* _Quoted passage_:
== == ==

Aquellas personas que mañana tendrán quejas de los resultados de las elecciones, si no vais a votar hoy... No os quejéis #MiVotoCuenta

— Mj ;) (@emeyjoota) December 20, 2015

What exactly is at stake? Who are the parties and what’s on voters’ minds? Here’s a taste of our election guide, courtesy of my colleague Alberto Nardelli.

Spain is electing all 350 members of its lower house, the Congress of Deputies, and most of the Senate (208 of 266 seats).

Since Spain’s transition to democracy at the end of the 1970s, general elections have been dominated by the Spanish Socialist Workers’ party (PSOE) or the centre-right People’s party (PP) and its earlier incarnations.

The only exceptions were the first two votes held after Francisco Franco’s death, in 1977 and 1979. Both saw the now-defunct Union of the Democratic Centre win minority administrations. At the last election, in 2011, the PP won 44.6% of the vote and an outright majority of 186 seats. The PSOE suffered the worst defeat for a sitting government in 30 years, losing nearly 4.5 million voters.

== == ==

* _Information given_:
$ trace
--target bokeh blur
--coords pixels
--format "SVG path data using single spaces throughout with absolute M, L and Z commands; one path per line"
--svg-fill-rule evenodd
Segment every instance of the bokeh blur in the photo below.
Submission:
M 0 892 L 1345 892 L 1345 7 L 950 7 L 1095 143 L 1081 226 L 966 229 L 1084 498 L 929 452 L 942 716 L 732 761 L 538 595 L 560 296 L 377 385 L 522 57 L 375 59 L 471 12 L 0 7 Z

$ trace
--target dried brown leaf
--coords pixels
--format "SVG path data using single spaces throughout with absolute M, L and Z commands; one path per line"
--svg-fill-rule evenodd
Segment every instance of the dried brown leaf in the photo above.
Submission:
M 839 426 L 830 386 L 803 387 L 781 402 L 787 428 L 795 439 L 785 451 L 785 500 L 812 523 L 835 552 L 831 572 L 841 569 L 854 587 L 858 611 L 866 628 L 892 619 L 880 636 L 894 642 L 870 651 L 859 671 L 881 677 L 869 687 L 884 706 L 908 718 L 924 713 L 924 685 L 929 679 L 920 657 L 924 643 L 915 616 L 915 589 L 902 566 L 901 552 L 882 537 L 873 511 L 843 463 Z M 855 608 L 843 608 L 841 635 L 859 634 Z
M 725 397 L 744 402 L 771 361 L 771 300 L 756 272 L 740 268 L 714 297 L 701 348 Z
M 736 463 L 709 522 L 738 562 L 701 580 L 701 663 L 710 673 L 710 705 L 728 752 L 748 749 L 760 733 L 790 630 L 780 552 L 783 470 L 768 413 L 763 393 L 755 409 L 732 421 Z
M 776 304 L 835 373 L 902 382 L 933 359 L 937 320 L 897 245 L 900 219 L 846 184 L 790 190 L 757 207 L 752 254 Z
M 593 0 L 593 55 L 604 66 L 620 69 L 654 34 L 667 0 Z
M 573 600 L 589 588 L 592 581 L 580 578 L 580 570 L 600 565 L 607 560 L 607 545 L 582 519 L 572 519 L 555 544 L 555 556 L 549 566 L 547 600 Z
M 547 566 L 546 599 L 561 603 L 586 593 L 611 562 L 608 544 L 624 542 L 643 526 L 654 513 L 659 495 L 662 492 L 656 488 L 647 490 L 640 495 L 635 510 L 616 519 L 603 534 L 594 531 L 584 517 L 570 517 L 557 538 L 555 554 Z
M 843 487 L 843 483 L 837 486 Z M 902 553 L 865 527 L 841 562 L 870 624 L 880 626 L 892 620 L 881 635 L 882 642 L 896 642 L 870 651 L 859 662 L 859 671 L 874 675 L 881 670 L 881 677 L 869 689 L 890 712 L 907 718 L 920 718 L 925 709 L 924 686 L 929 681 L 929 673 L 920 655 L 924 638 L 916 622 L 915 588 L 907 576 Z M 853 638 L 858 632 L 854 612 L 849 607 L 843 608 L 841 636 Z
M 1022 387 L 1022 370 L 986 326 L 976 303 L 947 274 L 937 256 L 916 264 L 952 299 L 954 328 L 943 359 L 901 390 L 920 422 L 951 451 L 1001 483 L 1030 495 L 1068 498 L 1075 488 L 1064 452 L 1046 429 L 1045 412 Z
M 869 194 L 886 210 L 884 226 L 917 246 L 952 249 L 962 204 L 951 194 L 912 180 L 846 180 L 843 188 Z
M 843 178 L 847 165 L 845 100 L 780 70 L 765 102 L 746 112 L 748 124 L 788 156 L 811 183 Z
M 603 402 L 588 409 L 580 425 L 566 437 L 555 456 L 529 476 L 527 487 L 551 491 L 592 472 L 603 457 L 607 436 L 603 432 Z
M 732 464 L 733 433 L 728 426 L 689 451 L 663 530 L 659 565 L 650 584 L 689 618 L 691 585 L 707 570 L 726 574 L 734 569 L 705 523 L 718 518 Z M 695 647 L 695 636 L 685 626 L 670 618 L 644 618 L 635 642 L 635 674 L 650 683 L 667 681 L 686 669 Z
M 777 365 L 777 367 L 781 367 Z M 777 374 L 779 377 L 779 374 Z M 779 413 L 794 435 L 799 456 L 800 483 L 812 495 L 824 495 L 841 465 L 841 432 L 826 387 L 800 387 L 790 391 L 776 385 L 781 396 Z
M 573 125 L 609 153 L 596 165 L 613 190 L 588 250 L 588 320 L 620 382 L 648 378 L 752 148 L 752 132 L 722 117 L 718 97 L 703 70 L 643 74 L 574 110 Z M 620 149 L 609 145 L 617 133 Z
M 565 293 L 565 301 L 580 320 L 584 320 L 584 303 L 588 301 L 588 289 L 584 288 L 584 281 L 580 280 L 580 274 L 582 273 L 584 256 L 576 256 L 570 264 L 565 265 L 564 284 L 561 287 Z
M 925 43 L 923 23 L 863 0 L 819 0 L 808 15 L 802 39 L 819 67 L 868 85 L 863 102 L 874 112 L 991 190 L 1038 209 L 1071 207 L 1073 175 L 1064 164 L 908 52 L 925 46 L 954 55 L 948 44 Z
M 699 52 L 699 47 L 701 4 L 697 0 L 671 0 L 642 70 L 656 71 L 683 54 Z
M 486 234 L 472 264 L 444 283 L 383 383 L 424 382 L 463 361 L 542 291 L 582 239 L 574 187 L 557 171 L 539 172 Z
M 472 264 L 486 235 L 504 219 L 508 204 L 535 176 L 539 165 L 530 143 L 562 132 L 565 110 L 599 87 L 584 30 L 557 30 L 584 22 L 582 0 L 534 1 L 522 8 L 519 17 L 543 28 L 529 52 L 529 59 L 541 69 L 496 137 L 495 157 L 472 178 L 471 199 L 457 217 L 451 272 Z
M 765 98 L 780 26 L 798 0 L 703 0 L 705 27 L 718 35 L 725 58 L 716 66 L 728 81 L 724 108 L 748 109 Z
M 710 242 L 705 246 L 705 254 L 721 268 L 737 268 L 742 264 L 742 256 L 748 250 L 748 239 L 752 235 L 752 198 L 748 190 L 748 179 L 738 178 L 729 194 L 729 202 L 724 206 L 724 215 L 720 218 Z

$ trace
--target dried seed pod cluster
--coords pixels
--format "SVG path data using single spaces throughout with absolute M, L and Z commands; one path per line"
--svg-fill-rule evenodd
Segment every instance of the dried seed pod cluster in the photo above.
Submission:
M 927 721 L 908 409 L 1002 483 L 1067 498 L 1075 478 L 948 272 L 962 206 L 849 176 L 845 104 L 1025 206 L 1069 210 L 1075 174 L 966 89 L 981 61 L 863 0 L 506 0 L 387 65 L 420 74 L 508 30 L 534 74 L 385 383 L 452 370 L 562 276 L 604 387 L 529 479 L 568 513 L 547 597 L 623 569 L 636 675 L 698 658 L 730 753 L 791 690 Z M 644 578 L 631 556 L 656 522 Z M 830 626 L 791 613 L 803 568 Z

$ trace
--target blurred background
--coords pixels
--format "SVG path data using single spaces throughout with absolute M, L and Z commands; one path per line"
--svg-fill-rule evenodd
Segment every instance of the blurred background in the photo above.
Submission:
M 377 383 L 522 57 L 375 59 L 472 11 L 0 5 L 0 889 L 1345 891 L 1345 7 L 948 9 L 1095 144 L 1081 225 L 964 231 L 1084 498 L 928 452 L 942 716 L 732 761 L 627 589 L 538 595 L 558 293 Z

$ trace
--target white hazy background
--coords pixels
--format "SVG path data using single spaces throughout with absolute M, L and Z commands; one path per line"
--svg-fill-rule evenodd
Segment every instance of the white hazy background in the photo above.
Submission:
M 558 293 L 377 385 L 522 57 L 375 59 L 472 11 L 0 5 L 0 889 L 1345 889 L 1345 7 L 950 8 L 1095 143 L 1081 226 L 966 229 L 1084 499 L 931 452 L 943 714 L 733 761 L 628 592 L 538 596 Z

== == ==

* _Tasks for this exercise_:
(a) Do these statements agree with the Spanish election text? Answer yes or no for each, quoting the deciding words of the text. (i) Spain is electing every seat in the Senate. (ii) The Union of the Democratic Centre won minority administrations in both 1977 and 1979. (iii) The PP won an outright majority at the 2011 election.
(b) Answer from the Spanish election text, one line per question:
(i) How many members of the Congress of Deputies is Spain electing?
(ii) Which two parties have dominated general elections since Spain's transition to democracy?
(iii) How many voters did the PSOE lose at the 2011 election?
The records are material apart from the Spanish election text.

* _Solutions for each task_:
(a)
(i) No: "most of the Senate (208 of 266 seats)"
(ii) Yes: "Both saw the now-defunct Union of the Democratic Centre win minority administrations."
(iii) Yes: "the PP won 44.6% of the vote and an outright majority of 186 seats"

(b)
(i) All 350
(ii) The Spanish Socialist Workers' party (PSOE) and the centre-right People's party (PP)
(iii) Nearly 4.5 million